[Opening Extracted text section]

Review: modeling binary data

  • For binary data we use a logistic model: binomial response distribution with logit link function
  • We’re trying to predict a probability, which has to be between 0 and 1
  • But our linear predictor is a combination of fixed and random terms, multiplied by coefficients and added together, which can be any value, positive or negative
  • Logit, or log-odds, link function takes a probability between 0 and 1 and maps it to a scale that can have any value, positive or negative
    • \(\text{logit } p = \log \frac{p}{1-p}\)

Binomial distribution for binary data

Image (c) ICMA Photos
  • Logit model is modeling a binary outcome, we only need to predict single probability
  • Probability of success + probability of failure = 1
  • If we know one, we know the other
  • Model this process as following a binomial distribution which only has one parameter
  • Example: model coin flips as following a binomial distribution with one parameter: \(\theta\), the probability of flipping heads

Multinomial distribution, from coins to dice

Image (c) Diacritica
  • If we have \(n\) ordered categories, we have to estimate \(n - 1\) probabilities
  • They all have to be between 0 and 1
  • Instead of a binomial distribution, use a multinomial distribution.
  • \(n - 1\) parameters, the probability of each outcome except for the last
  • You can model a dice roll as following a multinomial distribution with equal probability, 1/6, of the first five outcomes
    • If we know probability of rolling 1, 2, 3, 4, and 5, we know the probability of rolling a 6

Example dataset: turfgrass color ratings

  • karcher.turfgrass from agridat package
  • Effect of management style and nitrogen level on turfgrass color
  • Completely randomized design
    • Four management levels are different ways of applying N (at the surface or injected at different depths)
    • Two nitrogen levels: low and high N addition

Image (c) Todd Johnson
  • Experimental plots rated for four weeks for their color quality
  • Each week each combination within each replicate was rated a variable number of times
  • Rating scale: Poor < Average < Good < Excellent

Import and examine example dataset

data(karcher.turfgrass)
head(karcher.turfgrass)
table(karcher.turfgrass$rating)

Process example data

  • Pool Good and Excellent to “Good+” and use ordered() to set ascending order
  • Data for a brms multinomial model need to be in long format (single outcome per row) instead of counts in each row
  • Convert week to a discrete factor variable
karcher_long <- karcher.turfgrass %>%
  mutate(rating = if_else(rating %in% c('Good', 'Excellent'), 'Good+', rating) %>% ordered(levels = c('Poor', 'Average', 'Good+'))) %>%
  group_by(week, rep, manage, nitro) %>%
  reframe(rating = rep(rating, count)) %>%
  mutate(week = factor(week))

[Closing Extracted text section]
[Opening Exercise data section]

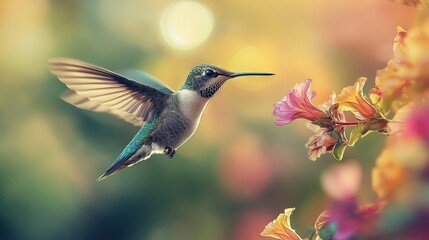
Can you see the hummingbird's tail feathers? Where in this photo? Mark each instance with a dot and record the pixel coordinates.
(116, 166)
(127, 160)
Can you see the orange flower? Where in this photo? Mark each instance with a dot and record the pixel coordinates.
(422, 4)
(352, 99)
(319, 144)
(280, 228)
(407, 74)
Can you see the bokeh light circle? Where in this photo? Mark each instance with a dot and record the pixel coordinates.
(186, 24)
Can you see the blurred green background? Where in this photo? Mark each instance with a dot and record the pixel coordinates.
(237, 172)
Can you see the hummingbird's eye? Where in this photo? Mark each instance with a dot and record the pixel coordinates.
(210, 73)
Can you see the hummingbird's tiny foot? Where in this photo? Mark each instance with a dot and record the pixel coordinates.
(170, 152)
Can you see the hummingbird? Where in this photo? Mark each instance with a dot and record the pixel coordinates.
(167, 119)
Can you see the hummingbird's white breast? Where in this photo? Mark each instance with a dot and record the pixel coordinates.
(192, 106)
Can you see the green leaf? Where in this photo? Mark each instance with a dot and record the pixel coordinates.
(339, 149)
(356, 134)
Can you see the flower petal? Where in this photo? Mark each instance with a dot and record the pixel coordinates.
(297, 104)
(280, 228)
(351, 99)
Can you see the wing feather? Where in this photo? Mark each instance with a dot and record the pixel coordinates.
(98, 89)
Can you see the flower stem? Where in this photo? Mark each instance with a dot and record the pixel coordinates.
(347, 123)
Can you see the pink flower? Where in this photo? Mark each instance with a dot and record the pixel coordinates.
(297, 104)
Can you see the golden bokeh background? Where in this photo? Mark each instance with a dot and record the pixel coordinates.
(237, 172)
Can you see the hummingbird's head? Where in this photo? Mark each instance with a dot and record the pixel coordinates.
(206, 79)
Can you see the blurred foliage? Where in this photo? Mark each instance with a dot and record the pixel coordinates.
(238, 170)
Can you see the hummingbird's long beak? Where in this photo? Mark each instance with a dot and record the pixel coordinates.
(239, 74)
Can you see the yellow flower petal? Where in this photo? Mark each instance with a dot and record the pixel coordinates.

[Closing Exercise data section]

* Problems to work on
(a) In the text on modeling binary data, what are the two nitrogen levels in the turfgrass dataset?
(b) Set down the passage of the text on modeling binary data that begins at the words "Multinomial distribution, from" and ends after "a multinomial distribution.".
(c) Render this sentence from the text on modeling binary data in Spanish: "Logit, or log-odds, link function takes a probability between 0 and 1 and maps it to a scale that can have any value, positive or negative."
These records were taken from a separate source.

* Answers below
(a) Low and high N addition.

(b)
Multinomial distribution, from coins to dice

Image (c) Diacritica
  • If we have \(n\) ordered categories, we have to estimate \(n - 1\) probabilities
  • They all have to be between 0 and 1
  • Instead of a binomial distribution, use a multinomial distribution.

(c) La función de enlace logit, o log-odds, toma una probabilidad entre 0 y 1 y la asigna a una escala que puede tener cualquier valor, positivo o negativo.